→ **Assignment**
Convert the data from the line with "Every <instance> holds" to the line with "box: [1152, 560, 1210, 649]" into a JSON list of strings, one string per line, leaving out any blank lines.

[[ Stored data, beginning ]]

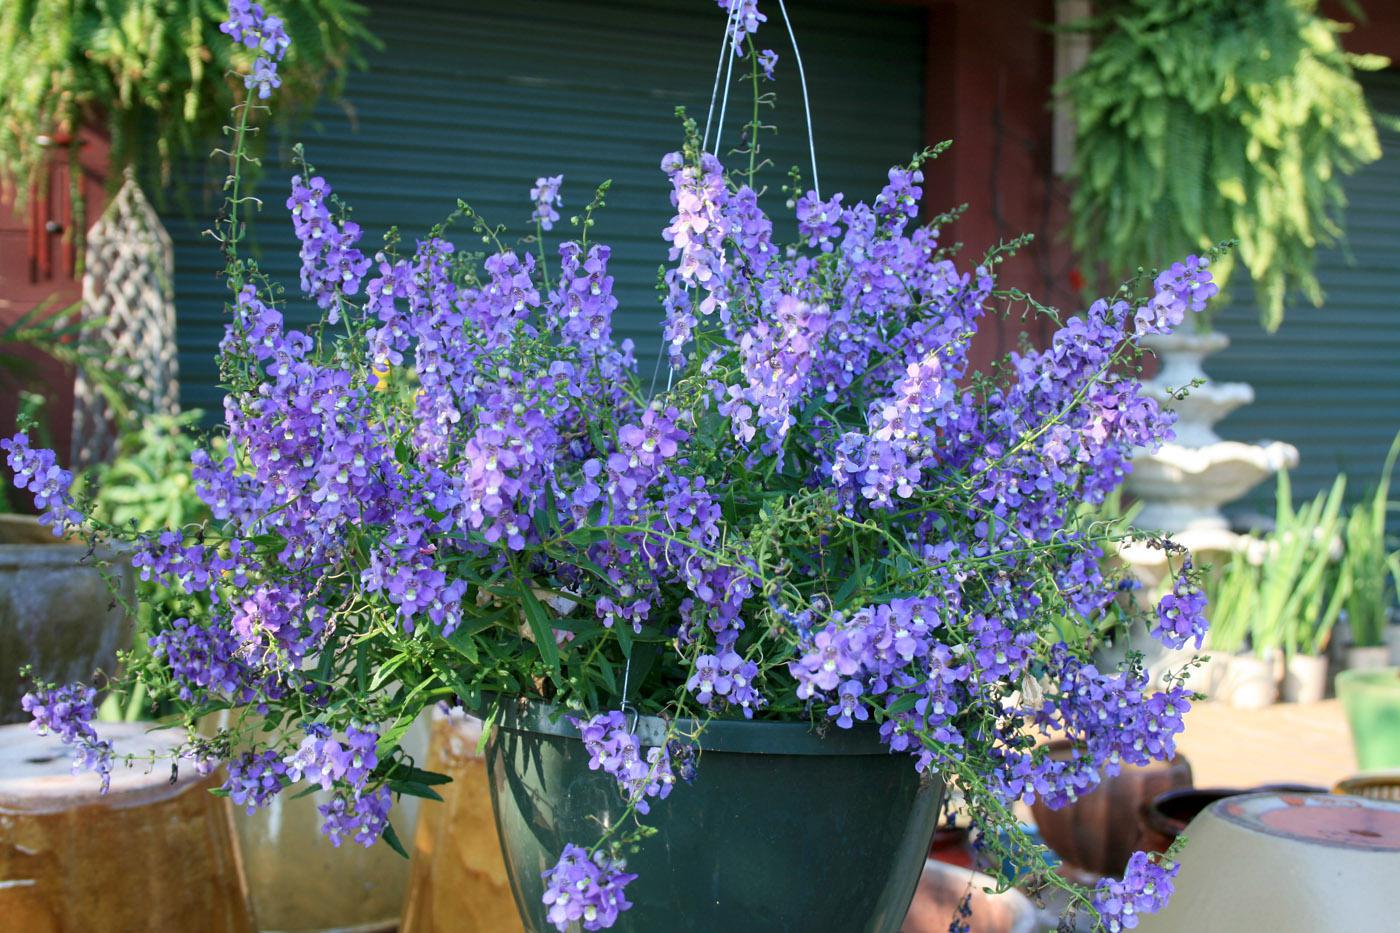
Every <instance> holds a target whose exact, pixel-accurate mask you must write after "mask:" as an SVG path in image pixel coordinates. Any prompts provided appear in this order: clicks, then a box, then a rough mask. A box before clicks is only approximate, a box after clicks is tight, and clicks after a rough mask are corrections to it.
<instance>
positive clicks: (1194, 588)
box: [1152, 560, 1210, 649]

[[ Stored data, end ]]
[[ Stored data, beginning ]]

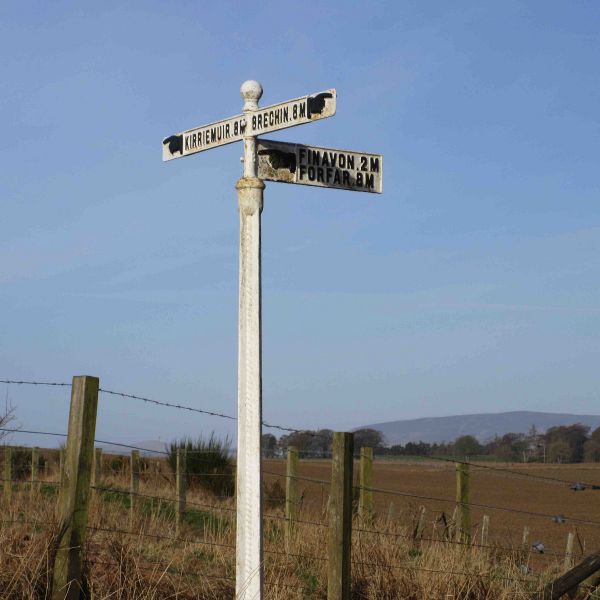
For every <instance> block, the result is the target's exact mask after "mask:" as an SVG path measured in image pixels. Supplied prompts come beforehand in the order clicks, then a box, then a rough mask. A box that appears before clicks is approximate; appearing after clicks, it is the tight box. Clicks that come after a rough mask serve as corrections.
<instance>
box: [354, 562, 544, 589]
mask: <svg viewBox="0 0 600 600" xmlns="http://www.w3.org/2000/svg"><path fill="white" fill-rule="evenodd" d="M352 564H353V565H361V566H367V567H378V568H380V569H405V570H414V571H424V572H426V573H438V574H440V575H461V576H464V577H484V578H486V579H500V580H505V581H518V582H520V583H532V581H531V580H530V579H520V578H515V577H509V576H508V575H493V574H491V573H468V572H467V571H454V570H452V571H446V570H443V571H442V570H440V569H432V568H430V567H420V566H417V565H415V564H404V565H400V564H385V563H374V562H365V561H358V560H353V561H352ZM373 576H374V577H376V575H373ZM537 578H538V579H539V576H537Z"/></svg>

[[ Stored data, end ]]

→ **Your response**
[
  "Every <instance> holds a target whose exact, pixel-accurate mask you must write after \"mask:\" as an SVG path in image pixel coordinates. Any prompts provided appear in this order: clicks, then a box, then a rough mask. A box before clicks is only approximate, a box after clicks is tight, and clicks after a rough mask are corrections to it.",
  "<instance>",
  "positive clicks: (1194, 588)",
  "box: [1152, 560, 1210, 649]"
]